▶ Exercise brief: Each line from the line containing "Target: bridge pier" through the last line of the entries is to be reproduced exactly as it stands.

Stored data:
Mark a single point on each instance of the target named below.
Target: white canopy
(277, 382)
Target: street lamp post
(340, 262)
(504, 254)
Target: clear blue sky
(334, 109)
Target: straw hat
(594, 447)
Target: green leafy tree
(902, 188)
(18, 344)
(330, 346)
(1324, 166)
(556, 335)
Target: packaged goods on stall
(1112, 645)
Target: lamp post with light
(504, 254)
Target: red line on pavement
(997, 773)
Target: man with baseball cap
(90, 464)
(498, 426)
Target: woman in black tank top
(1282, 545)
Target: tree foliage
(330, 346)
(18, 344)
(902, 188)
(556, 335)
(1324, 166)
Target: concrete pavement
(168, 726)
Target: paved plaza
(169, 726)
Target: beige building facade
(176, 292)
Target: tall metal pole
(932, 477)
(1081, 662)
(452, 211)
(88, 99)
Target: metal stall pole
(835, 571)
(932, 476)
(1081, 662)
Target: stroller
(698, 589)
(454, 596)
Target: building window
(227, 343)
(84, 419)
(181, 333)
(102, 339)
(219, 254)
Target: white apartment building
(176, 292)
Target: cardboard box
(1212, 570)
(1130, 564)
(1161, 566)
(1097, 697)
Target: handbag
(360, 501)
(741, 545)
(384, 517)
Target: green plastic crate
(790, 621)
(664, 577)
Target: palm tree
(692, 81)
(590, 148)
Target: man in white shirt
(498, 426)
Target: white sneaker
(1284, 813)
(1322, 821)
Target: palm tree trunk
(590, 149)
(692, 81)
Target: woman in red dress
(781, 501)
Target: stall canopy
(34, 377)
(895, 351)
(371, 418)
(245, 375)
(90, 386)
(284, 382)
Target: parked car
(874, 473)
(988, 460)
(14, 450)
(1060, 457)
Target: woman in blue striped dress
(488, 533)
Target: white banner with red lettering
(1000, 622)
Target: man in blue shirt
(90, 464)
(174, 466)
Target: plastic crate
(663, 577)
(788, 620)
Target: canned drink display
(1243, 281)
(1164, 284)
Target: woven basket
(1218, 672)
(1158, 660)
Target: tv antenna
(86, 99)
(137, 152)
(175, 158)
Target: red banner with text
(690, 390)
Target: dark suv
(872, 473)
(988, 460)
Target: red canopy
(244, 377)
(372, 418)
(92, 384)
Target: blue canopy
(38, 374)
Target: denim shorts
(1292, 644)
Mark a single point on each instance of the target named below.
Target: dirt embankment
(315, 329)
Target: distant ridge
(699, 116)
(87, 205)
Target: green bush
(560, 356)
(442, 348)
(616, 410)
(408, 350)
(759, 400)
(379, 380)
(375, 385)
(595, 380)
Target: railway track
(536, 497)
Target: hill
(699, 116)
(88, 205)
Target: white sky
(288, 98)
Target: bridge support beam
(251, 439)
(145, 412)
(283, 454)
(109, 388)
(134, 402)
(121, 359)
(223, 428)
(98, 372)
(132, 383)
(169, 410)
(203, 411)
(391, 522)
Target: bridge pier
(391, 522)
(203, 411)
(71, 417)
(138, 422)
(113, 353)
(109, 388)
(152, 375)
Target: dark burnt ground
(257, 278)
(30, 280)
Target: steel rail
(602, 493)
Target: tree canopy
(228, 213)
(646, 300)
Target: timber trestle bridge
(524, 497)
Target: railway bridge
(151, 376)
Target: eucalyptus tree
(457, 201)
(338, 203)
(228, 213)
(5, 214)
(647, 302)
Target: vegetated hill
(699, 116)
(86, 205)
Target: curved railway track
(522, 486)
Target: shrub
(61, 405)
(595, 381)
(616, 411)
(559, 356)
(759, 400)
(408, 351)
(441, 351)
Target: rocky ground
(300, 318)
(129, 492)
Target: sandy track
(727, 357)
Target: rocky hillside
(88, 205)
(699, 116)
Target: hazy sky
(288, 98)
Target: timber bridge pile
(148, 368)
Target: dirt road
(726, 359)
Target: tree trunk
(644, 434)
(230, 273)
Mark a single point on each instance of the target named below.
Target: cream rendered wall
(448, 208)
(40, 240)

▶ Answer to this problem:
Target: bridge pier
(391, 522)
(203, 411)
(71, 417)
(138, 422)
(113, 353)
(109, 388)
(152, 375)
Target: dark burnt ground
(257, 278)
(30, 280)
Target: steel rail
(602, 493)
Target: tree canopy
(228, 213)
(646, 300)
Target: timber trestle bridge
(524, 497)
Target: railway bridge
(151, 376)
Target: eucalyptus tree
(457, 201)
(338, 203)
(228, 213)
(5, 214)
(647, 302)
Target: vegetated hill
(699, 116)
(86, 205)
Target: curved railway track
(522, 486)
Target: shrub
(61, 405)
(595, 381)
(616, 411)
(559, 356)
(759, 400)
(408, 351)
(441, 351)
Target: rocky ground
(300, 318)
(129, 492)
Target: sandy track
(727, 357)
Target: rocky hillside
(88, 205)
(699, 116)
Target: hazy sky
(288, 98)
Target: timber bridge pile
(148, 368)
Target: dirt road
(726, 359)
Target: tree trunk
(644, 434)
(230, 273)
Mark a single point on each instance of the target named below.
Target: cream rendered wall
(448, 208)
(40, 240)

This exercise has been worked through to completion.